[Consigne] Traduisez en anglais cette phrase de l'extrait sur le Swiss Open de Gstaad : « Mais il est également de ces coutumes, notamment sur terre battue, qui ne disparaîtront jamais. »

Comme absolument tout le monde en Suisse romande s’était promis de ne pas regarder une seule minute de ces Jeux Olympiques de Tokyo sans intérêt et sans public et a fini par changer d’avis à peu près 3 minutes après la fin de la cérémonie d’ouverture (on a déjà regardé un double dames de tennis à 7h du matin et du skateboard en différé en plein après-midi, et vous ?), on a décidé de vous raconter le Swiss Open de Gstaad à travers le prisme de disciplines qui vont vous passer sous le nez cette année parce que les directs sont A QUATRE HEURES DU MATIN BON DIEU.

Escalade

Le no-ad et autre super tiebreak en double sont gentiment en train de faire leur nid. Mais il est également de ces coutumes, notamment sur terre battue, qui ne disparaîtront jamais. Le meilleur exemple reste probablement la descente en rappel de l’arbitre depuis le haut de sa chaise suivie d’un petit trot en direction d’une marque litigieuse, puis d’un coup d’œil et d’un doigt pointé vers le ciel ou d’une paume ouverte contre le bas (tout cela alors que Benoît Paire pointe une autre marque, à 600 m de là, en hurlant). Après le jogging du retour, il s’agit évidemment de faire en sorte de regagner son perchoir avec autant de classe que de nonchalance apparente. 

Une autre coutume, plus récente, à conserver absolument: le remplacement des esclaves porteurs de linges par des Tupperwares géants.

Équitation (dressage et concours complet)

Le quart de finale de Hugo « Drop Shot » Gaston face au pauvre Cristian Garin, très à cheval sur ses principes de tennis de fond de court et proprement tourné en bourrique. A la 112ème amortie gagnante, on s’est quand même dit que le Chilien n’avait apparemment pas eu accès aux vidéos des matches de son adversaire du jour à Roland-Garros 2020. Un célèbre citoyen de Saint-Barthélémy aurait pourtant pu l’aiguiller…

Un exemple parmi des dizaines du fameux enchaînement amortie – sprint – tentative de relance dans le bas du filet. Sacré Cristian !

Grâce à son jeu tout en variations et en recherche de solutions tactiques, Gaston, encore 155ème mondial au début de la semaine, a rempli son contrat en atteignant la finale contre toute attente. Reste à savoir si M. De Mesmaeker parviendra à le signer cette fois-ci.

[Données]
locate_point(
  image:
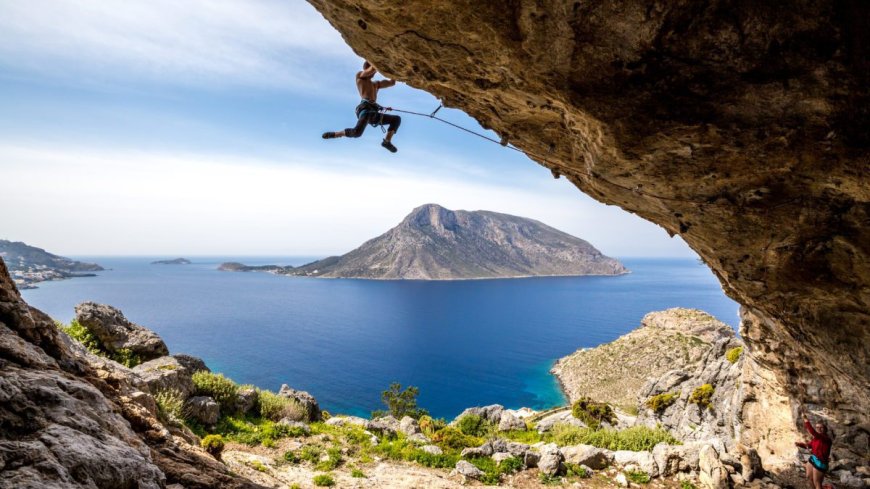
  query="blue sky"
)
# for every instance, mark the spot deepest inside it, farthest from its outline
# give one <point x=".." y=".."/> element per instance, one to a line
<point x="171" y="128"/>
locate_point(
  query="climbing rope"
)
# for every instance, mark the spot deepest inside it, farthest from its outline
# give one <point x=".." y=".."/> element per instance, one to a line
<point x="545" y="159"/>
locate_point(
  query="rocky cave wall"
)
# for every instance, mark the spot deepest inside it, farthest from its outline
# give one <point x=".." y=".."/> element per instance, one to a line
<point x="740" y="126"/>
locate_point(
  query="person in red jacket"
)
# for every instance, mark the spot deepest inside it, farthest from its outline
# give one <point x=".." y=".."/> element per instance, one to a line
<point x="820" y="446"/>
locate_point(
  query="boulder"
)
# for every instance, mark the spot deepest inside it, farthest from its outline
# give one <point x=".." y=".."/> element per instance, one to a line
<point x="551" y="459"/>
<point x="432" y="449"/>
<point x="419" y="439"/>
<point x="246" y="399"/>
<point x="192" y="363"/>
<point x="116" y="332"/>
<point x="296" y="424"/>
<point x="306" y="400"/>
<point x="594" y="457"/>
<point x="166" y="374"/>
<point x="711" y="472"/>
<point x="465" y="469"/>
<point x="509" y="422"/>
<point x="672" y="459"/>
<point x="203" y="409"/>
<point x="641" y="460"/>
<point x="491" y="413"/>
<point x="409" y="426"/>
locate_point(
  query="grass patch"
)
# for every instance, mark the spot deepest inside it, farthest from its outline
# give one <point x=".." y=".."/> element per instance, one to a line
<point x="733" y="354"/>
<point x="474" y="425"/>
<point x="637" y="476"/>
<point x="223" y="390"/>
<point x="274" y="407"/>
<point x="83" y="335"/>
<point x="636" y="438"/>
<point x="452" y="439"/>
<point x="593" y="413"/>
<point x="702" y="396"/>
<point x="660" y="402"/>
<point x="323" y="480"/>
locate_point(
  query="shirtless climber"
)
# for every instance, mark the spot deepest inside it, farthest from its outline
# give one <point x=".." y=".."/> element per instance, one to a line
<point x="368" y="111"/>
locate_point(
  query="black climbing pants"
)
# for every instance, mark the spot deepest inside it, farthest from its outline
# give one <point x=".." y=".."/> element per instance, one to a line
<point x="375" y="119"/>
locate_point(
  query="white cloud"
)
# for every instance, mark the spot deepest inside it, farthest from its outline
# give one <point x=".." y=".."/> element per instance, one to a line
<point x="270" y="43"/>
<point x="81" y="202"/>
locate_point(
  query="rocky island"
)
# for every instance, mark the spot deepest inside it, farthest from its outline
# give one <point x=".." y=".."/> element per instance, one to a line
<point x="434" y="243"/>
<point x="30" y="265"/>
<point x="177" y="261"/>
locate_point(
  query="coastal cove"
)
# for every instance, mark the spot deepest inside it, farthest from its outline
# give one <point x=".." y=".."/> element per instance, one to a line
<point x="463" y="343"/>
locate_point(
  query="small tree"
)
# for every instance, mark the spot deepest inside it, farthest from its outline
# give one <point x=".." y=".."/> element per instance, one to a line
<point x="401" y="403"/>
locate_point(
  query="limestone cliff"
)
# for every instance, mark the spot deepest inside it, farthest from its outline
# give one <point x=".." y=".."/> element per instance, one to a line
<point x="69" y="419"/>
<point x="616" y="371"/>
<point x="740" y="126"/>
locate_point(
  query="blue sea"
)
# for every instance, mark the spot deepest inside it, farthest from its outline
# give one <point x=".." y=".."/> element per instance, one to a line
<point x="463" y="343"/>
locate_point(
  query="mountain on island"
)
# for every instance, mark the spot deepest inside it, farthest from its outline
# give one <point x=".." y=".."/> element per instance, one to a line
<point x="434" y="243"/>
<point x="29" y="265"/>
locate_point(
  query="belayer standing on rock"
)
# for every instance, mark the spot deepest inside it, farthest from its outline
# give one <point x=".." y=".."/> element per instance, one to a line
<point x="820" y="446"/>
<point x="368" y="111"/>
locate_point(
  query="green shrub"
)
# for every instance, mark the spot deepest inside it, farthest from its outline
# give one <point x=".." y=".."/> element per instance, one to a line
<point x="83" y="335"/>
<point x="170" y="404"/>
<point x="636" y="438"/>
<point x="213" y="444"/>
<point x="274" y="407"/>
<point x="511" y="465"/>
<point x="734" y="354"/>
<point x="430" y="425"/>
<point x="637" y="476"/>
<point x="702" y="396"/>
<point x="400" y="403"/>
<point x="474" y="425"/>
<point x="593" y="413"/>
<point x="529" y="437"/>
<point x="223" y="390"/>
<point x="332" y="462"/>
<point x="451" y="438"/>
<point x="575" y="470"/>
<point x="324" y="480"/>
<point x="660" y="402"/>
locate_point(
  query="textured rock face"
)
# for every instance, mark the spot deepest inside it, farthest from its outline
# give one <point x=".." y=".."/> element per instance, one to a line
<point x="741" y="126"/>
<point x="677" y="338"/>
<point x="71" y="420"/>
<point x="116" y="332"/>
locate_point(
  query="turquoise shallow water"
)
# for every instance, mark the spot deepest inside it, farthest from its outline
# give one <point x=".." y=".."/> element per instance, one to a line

[Réponse] But there are also some customs, especially on clay, that will never disappear.